» **EXERCISE INSTRUCTIONS**
Copy out all of the records. Keep every word exact.

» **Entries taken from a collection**
^^^^^^^^^^^^^^^^

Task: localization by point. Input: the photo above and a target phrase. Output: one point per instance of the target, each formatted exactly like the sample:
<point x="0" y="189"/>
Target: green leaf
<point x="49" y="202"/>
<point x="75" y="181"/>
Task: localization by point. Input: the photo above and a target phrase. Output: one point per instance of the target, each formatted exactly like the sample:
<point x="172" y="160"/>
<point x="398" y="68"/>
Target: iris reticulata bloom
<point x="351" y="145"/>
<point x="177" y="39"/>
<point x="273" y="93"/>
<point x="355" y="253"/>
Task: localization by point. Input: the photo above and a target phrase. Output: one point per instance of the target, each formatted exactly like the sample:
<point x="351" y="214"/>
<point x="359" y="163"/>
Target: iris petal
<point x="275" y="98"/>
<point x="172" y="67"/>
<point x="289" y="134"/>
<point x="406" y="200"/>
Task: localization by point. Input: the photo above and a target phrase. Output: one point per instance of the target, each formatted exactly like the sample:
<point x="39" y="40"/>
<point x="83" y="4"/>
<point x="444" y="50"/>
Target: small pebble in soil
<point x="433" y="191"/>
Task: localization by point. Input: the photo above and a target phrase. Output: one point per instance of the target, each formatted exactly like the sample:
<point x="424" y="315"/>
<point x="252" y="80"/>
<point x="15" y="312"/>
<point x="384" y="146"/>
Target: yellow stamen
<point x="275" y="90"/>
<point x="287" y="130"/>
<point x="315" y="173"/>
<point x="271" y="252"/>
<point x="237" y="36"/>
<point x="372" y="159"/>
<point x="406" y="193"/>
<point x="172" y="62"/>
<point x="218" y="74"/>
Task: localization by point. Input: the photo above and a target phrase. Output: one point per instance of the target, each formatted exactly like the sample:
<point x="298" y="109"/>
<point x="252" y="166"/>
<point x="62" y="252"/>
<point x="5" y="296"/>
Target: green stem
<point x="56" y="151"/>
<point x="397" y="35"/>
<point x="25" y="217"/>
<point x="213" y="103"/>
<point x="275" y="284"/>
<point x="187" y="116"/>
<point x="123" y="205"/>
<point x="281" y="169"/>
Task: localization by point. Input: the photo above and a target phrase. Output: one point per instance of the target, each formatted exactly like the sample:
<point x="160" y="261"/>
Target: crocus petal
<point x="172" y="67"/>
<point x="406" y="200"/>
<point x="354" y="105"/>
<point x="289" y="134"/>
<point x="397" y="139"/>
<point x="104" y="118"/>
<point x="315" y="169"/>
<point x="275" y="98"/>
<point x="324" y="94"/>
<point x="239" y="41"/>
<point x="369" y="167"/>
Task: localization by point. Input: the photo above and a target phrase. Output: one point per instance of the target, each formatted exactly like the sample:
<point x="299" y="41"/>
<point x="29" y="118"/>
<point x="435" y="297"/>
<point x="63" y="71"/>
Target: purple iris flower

^^^^^^^^^^^^^^^^

» **SOLUTION FOR THIS EXERCISE**
Task: localization by point. Input: the photo above and a target phrase. Output: one point per instance of the target, each formatted exactly like the sample:
<point x="0" y="189"/>
Target: green leaf
<point x="49" y="202"/>
<point x="75" y="181"/>
Task: localization by point. Input: the photo above and a target phrase. Output: one point per instance of the target, each formatted exactly like the sample:
<point x="172" y="160"/>
<point x="398" y="68"/>
Target: iris reticulata bloom
<point x="351" y="145"/>
<point x="177" y="39"/>
<point x="273" y="93"/>
<point x="355" y="253"/>
Task: localization by point. Input: the photo above and a target phrase. Output: one point per instance of the target, each formatted exactly like the sample:
<point x="351" y="214"/>
<point x="359" y="163"/>
Target: iris petal
<point x="275" y="98"/>
<point x="172" y="67"/>
<point x="289" y="134"/>
<point x="406" y="200"/>
Task: localization by point. Input: the photo above and a target phrase. Output: one point per instance of the target, each formatted exactly like the sample:
<point x="39" y="40"/>
<point x="83" y="4"/>
<point x="444" y="50"/>
Target: small pebble in soil
<point x="433" y="191"/>
Task: localization by point. Input: the photo above and a target phrase. Output: one point per instance of the target, each formatted exactly like the sample:
<point x="424" y="315"/>
<point x="252" y="80"/>
<point x="15" y="312"/>
<point x="384" y="146"/>
Target: yellow stamen
<point x="275" y="90"/>
<point x="287" y="130"/>
<point x="315" y="173"/>
<point x="271" y="252"/>
<point x="237" y="36"/>
<point x="372" y="159"/>
<point x="406" y="193"/>
<point x="172" y="62"/>
<point x="218" y="74"/>
Task: localization by point. Input: the photo above and a target phrase. Output: one point per instance of the target, each formatted exactly like the sample:
<point x="298" y="109"/>
<point x="252" y="166"/>
<point x="62" y="252"/>
<point x="5" y="296"/>
Target: green stem
<point x="56" y="151"/>
<point x="397" y="35"/>
<point x="25" y="217"/>
<point x="213" y="103"/>
<point x="275" y="284"/>
<point x="187" y="116"/>
<point x="123" y="205"/>
<point x="281" y="169"/>
Task: localization by point. Input: the photo above and a target phrase. Output: one point per instance of the target, each formatted exactly like the sample:
<point x="160" y="261"/>
Target: crocus petal
<point x="172" y="67"/>
<point x="406" y="200"/>
<point x="354" y="105"/>
<point x="289" y="134"/>
<point x="397" y="139"/>
<point x="104" y="118"/>
<point x="315" y="169"/>
<point x="275" y="98"/>
<point x="324" y="94"/>
<point x="239" y="41"/>
<point x="369" y="167"/>
Task: localization by point. Input: the photo above and a target phrase. Output: one point per instance of the target, each formatted exactly like the sample:
<point x="299" y="41"/>
<point x="29" y="118"/>
<point x="435" y="297"/>
<point x="63" y="71"/>
Target: purple iris flower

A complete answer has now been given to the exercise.